* 任务说明: 下列各行中，哪些含有单词“ceiling”？请把这些行逐一列出，照原文抄写。

___ 给定条目

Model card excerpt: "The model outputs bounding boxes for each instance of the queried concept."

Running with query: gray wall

______
___ 给定条目

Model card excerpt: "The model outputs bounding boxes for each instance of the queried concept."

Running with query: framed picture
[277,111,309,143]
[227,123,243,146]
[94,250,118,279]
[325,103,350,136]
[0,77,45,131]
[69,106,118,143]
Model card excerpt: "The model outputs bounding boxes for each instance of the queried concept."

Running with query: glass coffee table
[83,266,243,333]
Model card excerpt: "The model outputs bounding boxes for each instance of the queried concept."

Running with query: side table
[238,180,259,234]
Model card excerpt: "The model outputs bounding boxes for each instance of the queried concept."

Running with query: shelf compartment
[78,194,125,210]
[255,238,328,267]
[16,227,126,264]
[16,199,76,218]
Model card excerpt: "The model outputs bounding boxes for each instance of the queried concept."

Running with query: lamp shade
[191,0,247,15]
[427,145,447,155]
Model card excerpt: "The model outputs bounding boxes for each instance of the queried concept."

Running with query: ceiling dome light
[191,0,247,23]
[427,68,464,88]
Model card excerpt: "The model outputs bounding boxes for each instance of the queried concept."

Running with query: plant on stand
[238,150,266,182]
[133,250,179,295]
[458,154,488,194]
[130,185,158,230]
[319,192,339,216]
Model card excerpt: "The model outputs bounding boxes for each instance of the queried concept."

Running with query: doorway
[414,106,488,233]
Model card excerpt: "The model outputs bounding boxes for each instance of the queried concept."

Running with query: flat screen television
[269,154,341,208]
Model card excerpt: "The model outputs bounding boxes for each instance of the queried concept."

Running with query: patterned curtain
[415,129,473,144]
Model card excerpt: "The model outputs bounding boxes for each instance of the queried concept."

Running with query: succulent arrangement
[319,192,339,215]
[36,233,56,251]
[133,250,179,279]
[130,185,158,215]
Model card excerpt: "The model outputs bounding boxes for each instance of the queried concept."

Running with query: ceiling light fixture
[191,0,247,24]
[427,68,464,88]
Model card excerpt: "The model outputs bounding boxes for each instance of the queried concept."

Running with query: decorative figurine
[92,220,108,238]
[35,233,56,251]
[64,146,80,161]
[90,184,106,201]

______

* 参考答案:
Running with query: ceiling dome light
Running with query: ceiling light fixture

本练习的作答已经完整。